ABOUT THIS EXERCISE -
Compute the number of lines in the following data that include the word "white", and output that number alone.

DATASET ENTRIES -

----------------------------------------

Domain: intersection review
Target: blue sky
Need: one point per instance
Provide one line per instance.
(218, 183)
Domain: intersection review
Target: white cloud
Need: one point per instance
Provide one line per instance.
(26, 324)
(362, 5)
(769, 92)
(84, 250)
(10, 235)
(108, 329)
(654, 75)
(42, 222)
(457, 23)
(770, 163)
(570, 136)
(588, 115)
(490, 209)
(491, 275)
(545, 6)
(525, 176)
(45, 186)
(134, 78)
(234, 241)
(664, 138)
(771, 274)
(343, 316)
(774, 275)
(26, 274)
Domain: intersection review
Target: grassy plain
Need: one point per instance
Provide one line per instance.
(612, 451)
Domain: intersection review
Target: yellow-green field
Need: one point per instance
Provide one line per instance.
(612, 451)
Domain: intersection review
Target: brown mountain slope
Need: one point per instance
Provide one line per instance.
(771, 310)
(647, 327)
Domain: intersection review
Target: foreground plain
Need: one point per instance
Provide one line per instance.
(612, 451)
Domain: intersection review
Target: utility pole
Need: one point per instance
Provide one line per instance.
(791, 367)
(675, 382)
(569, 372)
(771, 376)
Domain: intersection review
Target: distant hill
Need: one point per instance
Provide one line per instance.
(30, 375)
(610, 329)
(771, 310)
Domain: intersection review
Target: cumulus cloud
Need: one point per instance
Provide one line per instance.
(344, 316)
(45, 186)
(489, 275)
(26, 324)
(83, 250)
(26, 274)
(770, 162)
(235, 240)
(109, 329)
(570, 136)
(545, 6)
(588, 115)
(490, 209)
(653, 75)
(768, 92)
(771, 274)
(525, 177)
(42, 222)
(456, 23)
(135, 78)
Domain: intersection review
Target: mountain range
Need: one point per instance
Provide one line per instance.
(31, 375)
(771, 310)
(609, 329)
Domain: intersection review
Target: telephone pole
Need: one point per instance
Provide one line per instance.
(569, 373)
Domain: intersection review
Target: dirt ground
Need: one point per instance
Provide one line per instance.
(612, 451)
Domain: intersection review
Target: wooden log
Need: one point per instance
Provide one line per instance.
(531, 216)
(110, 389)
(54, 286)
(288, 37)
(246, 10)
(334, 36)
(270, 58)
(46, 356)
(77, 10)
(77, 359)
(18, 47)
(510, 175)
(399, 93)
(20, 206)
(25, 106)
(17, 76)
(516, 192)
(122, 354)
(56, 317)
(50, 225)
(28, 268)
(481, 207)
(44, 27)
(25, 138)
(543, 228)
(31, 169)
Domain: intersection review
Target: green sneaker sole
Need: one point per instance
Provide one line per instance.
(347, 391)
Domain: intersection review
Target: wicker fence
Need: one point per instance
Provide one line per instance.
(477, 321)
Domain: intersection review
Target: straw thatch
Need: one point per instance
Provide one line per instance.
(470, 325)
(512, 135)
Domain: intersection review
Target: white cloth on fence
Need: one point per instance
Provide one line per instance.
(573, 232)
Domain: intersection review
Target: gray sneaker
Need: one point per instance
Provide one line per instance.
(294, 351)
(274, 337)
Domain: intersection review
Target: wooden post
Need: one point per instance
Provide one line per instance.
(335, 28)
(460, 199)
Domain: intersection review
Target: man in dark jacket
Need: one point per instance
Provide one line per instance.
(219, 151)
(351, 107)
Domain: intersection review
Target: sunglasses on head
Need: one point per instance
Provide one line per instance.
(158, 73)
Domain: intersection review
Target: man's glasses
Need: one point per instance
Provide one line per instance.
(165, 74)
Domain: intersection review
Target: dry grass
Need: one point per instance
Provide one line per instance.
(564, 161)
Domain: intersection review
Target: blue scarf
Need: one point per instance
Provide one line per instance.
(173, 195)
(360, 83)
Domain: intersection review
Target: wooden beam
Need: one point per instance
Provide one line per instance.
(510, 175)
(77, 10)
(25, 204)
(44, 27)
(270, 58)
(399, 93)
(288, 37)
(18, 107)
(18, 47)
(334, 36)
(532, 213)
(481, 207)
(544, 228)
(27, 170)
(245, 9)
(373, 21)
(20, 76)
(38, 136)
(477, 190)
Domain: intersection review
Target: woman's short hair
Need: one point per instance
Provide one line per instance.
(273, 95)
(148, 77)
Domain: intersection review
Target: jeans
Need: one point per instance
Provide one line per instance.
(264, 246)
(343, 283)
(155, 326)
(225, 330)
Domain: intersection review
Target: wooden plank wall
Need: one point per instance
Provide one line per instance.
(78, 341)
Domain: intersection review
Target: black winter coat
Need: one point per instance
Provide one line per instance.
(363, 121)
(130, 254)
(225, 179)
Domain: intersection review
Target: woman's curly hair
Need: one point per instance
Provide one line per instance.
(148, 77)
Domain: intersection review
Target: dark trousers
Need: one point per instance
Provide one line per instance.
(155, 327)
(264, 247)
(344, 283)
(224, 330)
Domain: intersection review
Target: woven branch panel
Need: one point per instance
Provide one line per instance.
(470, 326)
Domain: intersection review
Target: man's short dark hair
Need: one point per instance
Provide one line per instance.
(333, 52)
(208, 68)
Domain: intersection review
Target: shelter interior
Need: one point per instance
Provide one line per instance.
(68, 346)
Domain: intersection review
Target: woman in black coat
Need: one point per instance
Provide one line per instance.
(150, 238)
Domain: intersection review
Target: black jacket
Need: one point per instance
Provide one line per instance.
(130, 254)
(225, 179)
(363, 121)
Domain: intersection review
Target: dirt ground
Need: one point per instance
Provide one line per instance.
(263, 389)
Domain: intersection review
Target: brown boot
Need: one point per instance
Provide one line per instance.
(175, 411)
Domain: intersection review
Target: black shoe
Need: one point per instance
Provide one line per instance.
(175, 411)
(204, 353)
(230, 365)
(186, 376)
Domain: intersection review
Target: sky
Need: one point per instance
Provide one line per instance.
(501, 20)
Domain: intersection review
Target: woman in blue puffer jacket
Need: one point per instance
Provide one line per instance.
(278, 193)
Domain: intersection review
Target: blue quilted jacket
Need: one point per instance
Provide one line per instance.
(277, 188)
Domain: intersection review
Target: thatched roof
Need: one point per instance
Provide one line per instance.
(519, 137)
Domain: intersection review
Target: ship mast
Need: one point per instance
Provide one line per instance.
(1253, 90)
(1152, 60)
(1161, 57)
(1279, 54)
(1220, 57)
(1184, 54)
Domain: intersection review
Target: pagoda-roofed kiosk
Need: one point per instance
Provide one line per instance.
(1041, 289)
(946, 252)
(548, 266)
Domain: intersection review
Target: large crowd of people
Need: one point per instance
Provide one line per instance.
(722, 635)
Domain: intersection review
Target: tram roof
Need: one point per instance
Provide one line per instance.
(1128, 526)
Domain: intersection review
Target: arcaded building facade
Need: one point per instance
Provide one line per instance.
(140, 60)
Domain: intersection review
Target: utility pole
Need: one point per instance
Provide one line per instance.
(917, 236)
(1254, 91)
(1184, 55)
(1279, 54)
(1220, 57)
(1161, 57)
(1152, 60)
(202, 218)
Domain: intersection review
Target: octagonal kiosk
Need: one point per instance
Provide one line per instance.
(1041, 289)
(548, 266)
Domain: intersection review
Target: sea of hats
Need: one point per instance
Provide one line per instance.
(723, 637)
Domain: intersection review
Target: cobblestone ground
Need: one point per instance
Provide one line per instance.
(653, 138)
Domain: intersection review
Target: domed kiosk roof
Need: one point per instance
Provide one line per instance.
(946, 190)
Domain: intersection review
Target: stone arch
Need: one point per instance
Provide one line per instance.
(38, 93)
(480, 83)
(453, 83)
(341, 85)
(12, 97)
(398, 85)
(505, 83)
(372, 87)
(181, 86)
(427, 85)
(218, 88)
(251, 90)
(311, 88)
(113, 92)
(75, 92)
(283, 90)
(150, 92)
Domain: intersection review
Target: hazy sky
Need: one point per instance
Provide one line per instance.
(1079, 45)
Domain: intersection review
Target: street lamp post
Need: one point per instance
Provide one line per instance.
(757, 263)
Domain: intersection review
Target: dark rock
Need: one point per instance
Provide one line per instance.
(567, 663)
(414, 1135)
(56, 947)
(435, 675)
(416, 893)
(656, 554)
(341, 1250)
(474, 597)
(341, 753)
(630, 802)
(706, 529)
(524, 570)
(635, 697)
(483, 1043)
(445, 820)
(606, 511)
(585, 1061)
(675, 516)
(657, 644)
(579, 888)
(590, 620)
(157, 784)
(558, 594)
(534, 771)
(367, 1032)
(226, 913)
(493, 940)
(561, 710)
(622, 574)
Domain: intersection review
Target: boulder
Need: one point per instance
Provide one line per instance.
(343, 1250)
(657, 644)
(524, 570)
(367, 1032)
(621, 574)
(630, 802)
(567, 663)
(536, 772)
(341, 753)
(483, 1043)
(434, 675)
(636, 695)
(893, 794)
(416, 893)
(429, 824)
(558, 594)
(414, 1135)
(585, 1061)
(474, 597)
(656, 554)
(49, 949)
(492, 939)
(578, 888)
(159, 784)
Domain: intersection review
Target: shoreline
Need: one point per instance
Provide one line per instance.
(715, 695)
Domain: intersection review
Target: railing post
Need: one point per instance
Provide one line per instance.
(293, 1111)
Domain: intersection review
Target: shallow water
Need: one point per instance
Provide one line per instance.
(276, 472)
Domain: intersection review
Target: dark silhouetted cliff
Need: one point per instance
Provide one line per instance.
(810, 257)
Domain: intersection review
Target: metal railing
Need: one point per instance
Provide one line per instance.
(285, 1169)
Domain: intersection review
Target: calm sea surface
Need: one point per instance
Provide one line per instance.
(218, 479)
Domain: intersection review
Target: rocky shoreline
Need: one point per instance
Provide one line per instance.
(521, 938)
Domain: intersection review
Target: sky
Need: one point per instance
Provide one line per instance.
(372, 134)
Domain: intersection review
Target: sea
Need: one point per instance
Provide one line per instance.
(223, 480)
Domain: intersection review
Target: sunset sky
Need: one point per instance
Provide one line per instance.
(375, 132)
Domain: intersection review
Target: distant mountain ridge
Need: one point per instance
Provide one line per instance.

----------------------------------------

TASK RESPONSE -
2